WHAT THE EXERCISE ASKS
Change every "be located" in the records below to "be found" and leave everything else as it is.

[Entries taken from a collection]
□ □ □
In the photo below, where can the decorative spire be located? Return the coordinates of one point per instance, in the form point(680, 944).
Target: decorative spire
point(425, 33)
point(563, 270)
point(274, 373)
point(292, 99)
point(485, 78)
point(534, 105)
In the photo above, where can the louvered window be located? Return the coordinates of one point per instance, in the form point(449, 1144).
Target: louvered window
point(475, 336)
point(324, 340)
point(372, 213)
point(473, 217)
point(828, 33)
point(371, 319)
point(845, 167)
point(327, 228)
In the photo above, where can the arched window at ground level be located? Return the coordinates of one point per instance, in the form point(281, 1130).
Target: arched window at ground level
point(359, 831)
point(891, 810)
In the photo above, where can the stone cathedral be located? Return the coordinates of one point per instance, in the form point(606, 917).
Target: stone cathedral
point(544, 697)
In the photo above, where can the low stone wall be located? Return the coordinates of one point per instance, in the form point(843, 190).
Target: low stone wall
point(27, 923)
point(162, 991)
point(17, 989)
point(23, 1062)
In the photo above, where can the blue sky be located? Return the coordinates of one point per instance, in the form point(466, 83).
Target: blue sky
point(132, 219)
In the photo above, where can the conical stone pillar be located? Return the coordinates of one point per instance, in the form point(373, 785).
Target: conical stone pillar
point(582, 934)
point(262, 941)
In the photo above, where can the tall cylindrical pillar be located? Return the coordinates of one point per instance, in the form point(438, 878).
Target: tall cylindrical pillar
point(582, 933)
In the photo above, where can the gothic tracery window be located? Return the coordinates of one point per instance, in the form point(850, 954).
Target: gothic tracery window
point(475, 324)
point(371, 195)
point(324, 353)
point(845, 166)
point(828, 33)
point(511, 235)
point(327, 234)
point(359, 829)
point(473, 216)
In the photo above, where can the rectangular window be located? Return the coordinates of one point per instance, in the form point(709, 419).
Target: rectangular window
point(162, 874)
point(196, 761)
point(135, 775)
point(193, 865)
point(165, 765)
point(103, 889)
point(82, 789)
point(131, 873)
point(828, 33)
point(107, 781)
□ □ □
CORRECT RESULT
In the photo below, where can the decorative spire be found? Return the coordinates of one point per instance, in the form point(680, 944).
Target: decorative spire
point(425, 33)
point(563, 270)
point(274, 373)
point(292, 99)
point(485, 78)
point(534, 105)
In the photo above, where can the louvered window be found? Return the coordinates of one point per instance, in the form point(449, 1144).
Target: louvered window
point(475, 336)
point(324, 340)
point(372, 213)
point(473, 217)
point(828, 33)
point(371, 319)
point(845, 167)
point(327, 228)
In the photo above, where can the arched window at ground level be found? Return the coordinates of one point per instance, in the form point(281, 1130).
Target: arched window at ground level
point(359, 831)
point(891, 810)
In the photo above, where can the stone cathedral be found? Return the coordinates of one point per instance, in the form point(606, 917).
Target: stone cathedral
point(544, 697)
In the photo above, where can the low stone wall be found? Return the coordinates of one point per instance, in the form point(843, 190).
Target: low stone wall
point(27, 923)
point(162, 991)
point(17, 989)
point(23, 1062)
In the photo above, where can the blue sky be found? Return the coordinates of one point per instance, in the form point(466, 83).
Target: blue sky
point(132, 219)
In the photo above, where can the conical stone pillar be found? Return the coordinates of one point per instance, in the form point(373, 785).
Target: conical stone pillar
point(582, 934)
point(262, 941)
In the photo above, where can the tall cylindrical pillar be found? Return the coordinates of one point per instance, in the form point(438, 878).
Target: tall cylindrical pillar
point(582, 933)
In the photo above, where can the gothic tracery window be found? Return the coordinates of one point per instance, in the form point(850, 954).
Target: gothic tracery window
point(475, 324)
point(371, 195)
point(324, 353)
point(845, 166)
point(828, 33)
point(511, 235)
point(327, 234)
point(359, 829)
point(473, 216)
In the photo above, where can the rectangular window be found? Return the coordinates of one point per instance, in the form point(709, 419).
Target: rectangular window
point(162, 874)
point(196, 761)
point(135, 775)
point(193, 865)
point(165, 765)
point(103, 889)
point(82, 789)
point(131, 873)
point(828, 33)
point(107, 781)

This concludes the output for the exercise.